» **Goals**
**A.** In the running forum thread, which week of Couch to 5K had the poster reached before stopping?
**B.** State whether each statement agrees with the running forum thread, answering yes or no and quoting the deciding words: (i) The poster followed Couch to 5K consistently for three and a half months. (ii) The poster stopped running for a year. (iii) One reply recommends beginning again at Week 3.
**C.** Go on with the running forum thread from the point at which it stops.

Newish runner starting up again after 6 months--where to begin?
February 13, 2017 10:00 AM   Subscribe

Back in May I started doing Couch to 5K, and did it consistently over 3 and a half months, getting to week 8 (of 9.) Then for various reasons I didn't run for 6 months. I was going to start up again by jogging slowly for 20 minutes--but now I think maybe I should start Couch to 5K over again, since it's been so long. Thoughts/opinions? I'm very new to all this, still. Thank you!
posted by Automocar to Health & Fitness (16 answers total) 7 users marked this as a favorite
Best answer: I would start over and see how you feel. Six months is a long time off for any runner, but especially a new runner. You'll probably find Couch to 5k a lot easier the second time, but it's good to get your body used to the pounding again, really slowly.
posted by roomthreeseventeen at 10:02 AM on February 13, 2017 [5 favorites]

I'd be more cautious than starting up at 20' -- maybe you'd be OK, or maybe you'd hurt your joints. Start about a month in and do every third recommendation until it's proper exercise? (Numbers pulled out of my hat.)
posted by clew at 10:03 AM on February 13, 2017 [1 favorite]

Have you kept up your fitness via other means, even walking? If not, you are asking for injury. Start over.
posted by TORunner at 10:05 AM on February 13, 2017 [2 favorites]

I would start at Week 3 and see how you do with the first day. If that's easy, do the first day of Week 4, and so on.
posted by something something at 10:08 AM on February 13, 2017 [2 favorites]

Best answer: Agree with starting Couch to 5k again, though you may be able to fast forward some. Jumping into 20 minutes might anger your body, but I'd start Week 1 Day 1, and if it feels super incredibly easy, maybe next time you can do Week 2, Day 1.
posted by raztaj at 10:09 AM on February 13, 2017 [1 favorite]

Best answer: Start at the beginning again. You can always progress a little faster if you feel up to it, but six months off is a long time. You absolutely, positively want to avoid injuries, and taking an extra week or two on the build up is a small price to pay for that.

» **Data provided**
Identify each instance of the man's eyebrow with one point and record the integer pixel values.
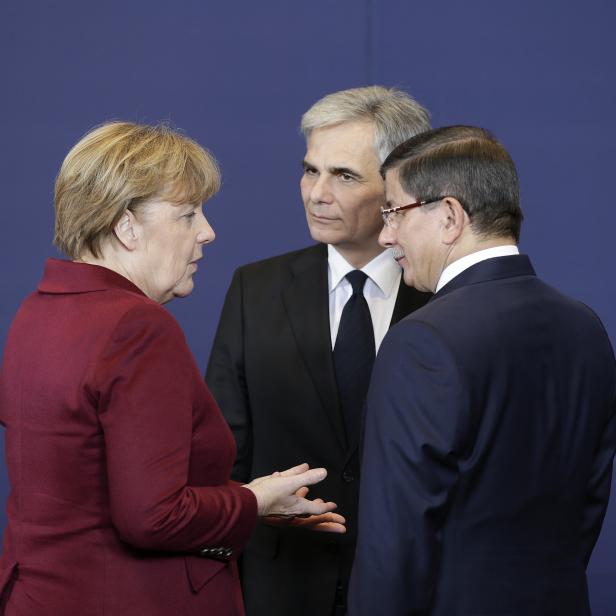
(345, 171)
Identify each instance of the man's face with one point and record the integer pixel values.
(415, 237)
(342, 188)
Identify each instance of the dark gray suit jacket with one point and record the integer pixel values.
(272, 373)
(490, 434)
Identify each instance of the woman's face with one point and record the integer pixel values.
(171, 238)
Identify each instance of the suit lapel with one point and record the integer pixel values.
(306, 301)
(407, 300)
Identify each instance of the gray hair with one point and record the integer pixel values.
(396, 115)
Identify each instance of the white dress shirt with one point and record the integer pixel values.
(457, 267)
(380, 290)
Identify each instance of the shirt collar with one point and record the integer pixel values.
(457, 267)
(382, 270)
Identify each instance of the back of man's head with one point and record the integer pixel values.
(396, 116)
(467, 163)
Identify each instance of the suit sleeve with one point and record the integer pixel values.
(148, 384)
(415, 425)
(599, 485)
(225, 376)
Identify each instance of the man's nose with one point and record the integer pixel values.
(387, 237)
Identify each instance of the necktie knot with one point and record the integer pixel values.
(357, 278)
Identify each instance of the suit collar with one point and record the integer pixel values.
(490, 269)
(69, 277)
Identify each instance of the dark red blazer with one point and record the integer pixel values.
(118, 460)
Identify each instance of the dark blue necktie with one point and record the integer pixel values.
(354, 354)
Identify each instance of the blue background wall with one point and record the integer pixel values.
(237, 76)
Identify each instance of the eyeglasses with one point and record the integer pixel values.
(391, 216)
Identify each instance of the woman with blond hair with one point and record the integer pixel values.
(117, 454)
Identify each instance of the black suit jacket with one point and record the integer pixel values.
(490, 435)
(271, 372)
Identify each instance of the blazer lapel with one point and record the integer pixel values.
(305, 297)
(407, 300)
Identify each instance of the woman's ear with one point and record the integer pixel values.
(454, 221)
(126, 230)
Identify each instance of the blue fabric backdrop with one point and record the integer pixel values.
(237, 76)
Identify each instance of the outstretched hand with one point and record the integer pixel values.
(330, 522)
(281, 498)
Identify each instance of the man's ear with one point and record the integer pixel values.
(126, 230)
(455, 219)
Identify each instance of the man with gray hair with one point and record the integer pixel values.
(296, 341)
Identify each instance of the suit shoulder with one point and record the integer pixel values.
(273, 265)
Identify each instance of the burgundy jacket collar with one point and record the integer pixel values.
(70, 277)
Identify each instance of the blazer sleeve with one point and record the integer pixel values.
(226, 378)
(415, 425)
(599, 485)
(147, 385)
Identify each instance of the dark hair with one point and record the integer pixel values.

» **Response list**
**A.** Week 8 of the 9-week program.

**B.**
(i) Yes: "did it consistently over 3 and a half months"
(ii) No: "I didn't run for 6 months"
(iii) Yes: "I would start at Week 3 and see how you do with the first day."

**C.**
posted by It's Never Lurgi at 10:10 AM on February 13, 2017 [4 favorites]

Best answer: I DID make the mistake you're suggesting. Off for about 6 months with neck problems, then jumped back in to Week 6. Serious shin splints developed, and I couldn't run at all for 10 days -- PT said wait till not a twinge of pain to start again -- start at week 1 or 2. Give yourself the time to build up again.
posted by mmf at 10:15 AM on February 13, 2017 [8 favorites]

Best answer: I do something like this pretty regularly - I tend to do the Couch to 5k in the spring, run through the summer and some of fall, and then take the winter off from running.

I'll sometimes skip forward a workout or two in the Couch to 5k program each spring as I restart and see how I feel, but I always initially plan to do the entire 9 week program. I think of it like this: I'm not running to kill myself. I'm getting outside to enjoy the weather, be active, and hopefully run a couple fun 5k races during the summer. The early C25K walking/running workouts are pleasant and relatively easy, a nice way to ease back into a running routine, and help me from developing any injuries by going slow.

ESPECIALLY since you never finished the entire C25K program the last time, I would recommend starting from the beginning and just enjoying the process.
posted by warble at 10:25 AM on February 13, 2017 [7 favorites]

I think the general C25K advice for someone with decent fitness but who can't run a full 5K is to run each 'week' at least one day each, and move up on the next scheduled day if you feel like it's not challenging enough. You could do a week of week one, week two, week three, then another of four five six - but I bet you'll get to one of those days and decide you want to stick with it for the full week because it suddenly starts to suck. In this scenario, you don't waste time at the absolute lowest level if you don't need to, but you don't overextend yourself either.
posted by showbiz_liz at 10:25 AM on February 13, 2017 [3 favorites]

You will have a slightly higher level of baseline fitness when you start C25K this time, but six months of no training means you should start over anyway.
posted by radicalawyer at 10:47 AM on February 13, 2017 [1 favorite]

Best answer: I've done this several times though generally with longer breaks between. I've found starting at week 3 to be good and then if I'm feeling good, skipping ahead one day in each week's program. Skipping ahead faster than that is asking for injury.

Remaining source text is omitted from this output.